Exercise description | Carry on the forum thread about the cadets' visit to Kersey from the point where it ends.

Passage given |
——

Well I am old enough to remember life in Suffolk villlages in 1957 and I fully agree with you Catseye! Unless there was a bunch of real eccentrics living in Kersey I very much doubt they would have a system of alerting by churchbells! Not only that but amongst the ordinary everyday sort of people there wasn't a great deal of 'cold war' paranoia. We left that sort of thing to 'the chattering classses' lol. If some sort of warning system was deemed necessary it's most likely that the sirens from WW2. would have been used.

Sollywos x
 
Well I am old enough to remember life in Suffolk villlages in 1957 and I fully agree with you Catseye! Unless there was a bunch of real eccentrics living in Kersey I very much doubt they would have a system of alerting by churchbells! Not only that but amongst the ordinary everyday sort of people there wasn't a great deal of 'cold war' paranoia. We left that sort of thing to 'the chattering classses' lol. If some sort of warning system was deemed necessary it's most likely that the sirens from WW2. would have been used.

Sollywos x
Would a small run down village have had an air raid siren during the war?
 
... Has anyone considered that the village they were directed to wasn't in fact Kersey? The farm labourer could have sent them to any village/hamlet in the area, just to get rid of them as he was 'suspicious' of them, and when they 'returned' to Kersey 30 years later it was in fact the first time they had actually been there ...

Yes - that's a possibility. After all, they had been trucked out into a rural area for an overnight stay and a navigation / reconnoitering exercise. Maybe they didn't really visit their intended destination. According to the usual accounts they were deemed to have been in Kersey largely because they reported the village was weird.

Because it's never been clear from which direction they approached the village, they might have visited any other village within a circa 5 mile radius of their starting point. Unfortunately, we don't know where the starting point was located.

Their recollections of Kersey aren't very specific, so there aren't many clues to the village's identity. The primary such clue is the stream and 'splash' (ford) in the middle of the settlement.

If there's another village within (let's say) 5 miles of Kersey with a similar stream / ford located within it one might make a case that the cadets had visited that place instead.

However ...

——

Entries supplied |
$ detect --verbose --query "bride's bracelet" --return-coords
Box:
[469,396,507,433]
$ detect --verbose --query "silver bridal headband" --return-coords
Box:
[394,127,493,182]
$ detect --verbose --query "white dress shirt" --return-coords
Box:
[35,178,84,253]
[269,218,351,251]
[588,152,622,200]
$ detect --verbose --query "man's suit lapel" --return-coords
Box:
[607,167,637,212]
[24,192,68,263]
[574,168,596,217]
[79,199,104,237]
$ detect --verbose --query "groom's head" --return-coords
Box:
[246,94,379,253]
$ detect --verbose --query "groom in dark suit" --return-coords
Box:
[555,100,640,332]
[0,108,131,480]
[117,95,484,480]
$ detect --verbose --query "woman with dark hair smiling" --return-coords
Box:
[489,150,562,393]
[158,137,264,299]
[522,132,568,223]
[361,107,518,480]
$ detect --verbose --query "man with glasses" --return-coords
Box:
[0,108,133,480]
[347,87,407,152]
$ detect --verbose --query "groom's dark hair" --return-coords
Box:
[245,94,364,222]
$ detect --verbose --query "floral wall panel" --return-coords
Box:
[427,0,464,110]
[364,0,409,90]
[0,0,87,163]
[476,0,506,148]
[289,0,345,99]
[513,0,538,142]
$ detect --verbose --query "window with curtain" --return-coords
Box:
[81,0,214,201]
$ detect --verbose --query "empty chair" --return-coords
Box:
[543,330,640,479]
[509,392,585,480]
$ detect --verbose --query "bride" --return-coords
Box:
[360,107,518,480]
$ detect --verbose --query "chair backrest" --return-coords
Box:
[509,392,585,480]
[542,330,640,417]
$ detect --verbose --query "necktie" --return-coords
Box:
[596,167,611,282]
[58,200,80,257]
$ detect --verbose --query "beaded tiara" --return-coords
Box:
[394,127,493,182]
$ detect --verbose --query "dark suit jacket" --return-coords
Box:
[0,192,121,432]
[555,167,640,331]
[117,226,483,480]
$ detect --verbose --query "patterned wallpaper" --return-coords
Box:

——

Answer to this task |
Changing the location (village) they actually visited that day doesn't resolve the differences experienced in that location during their visit. On the other hand, the layout of another village might better explain the reported anomalies.
 
Yes - that's a possibility. After all, they had been trucked out into a rural area for an overnight stay and a navigation / reconnoitering exercise. Maybe they didn't really visit their intended destination. According to the usual accounts they were deemed to have been in Kersey largely because they reported the village was weird.

Because it's never been clear from which direction they approached the village, they might have visited any other village within a circa 5 mile radius of their starting point. Unfortunately, we don't know where the starting point was located.

Their recollections of Kersey aren't very specific, so there aren't many clues to the village's identity. The primary such clue is the stream and 'splash' (ford) in the middle of the settlement.

If there's another village within (let's say) 5 miles of Kersey with a similar stream / ford located within it one might make a case that the cadets had visited that place instead.

However ...

Changing the location (village) they actually visited that day doesn't resolve the differences experienced in that location during their visit. On the other hand, the layout of another village might better explain the reported anomalies.
It may explain the fact tjey heard a church bell but saw no tower the ( church actually being in Kersey nearby and close enough to hear the bells), and the fact they dont remember seeing the pub(s) that were there when they 'returned' 30 years later, aswell as the mysterious butchers, which could well still be a butchers in a nearby village but not in Kersey.
 
If Kersey had been their assigned objective, and they'd surveyed the village so as to satisfy their mission, why did they exit the scene into the fields to the west? Was this the direction from which they'd come?
 
Would a small run down village have had an air raid siren during the war?

Probably not but those sirens sound for miles across the fields the reason I know is because the one in our nearby town was still being used to call out the part time firemen from the surrounding villages. :)
If they did, would they bother using it if three teenagers turned up unarmed?

Not going with this aspect, Souleater. I think if anything, they would have been challenged by the locals if they were thought to be Russian invaders.

No!

Oh the locals would have made it their business to keep an eye on them!

Still Souleater is just playing around with ideas,and all angles need to be considered. :)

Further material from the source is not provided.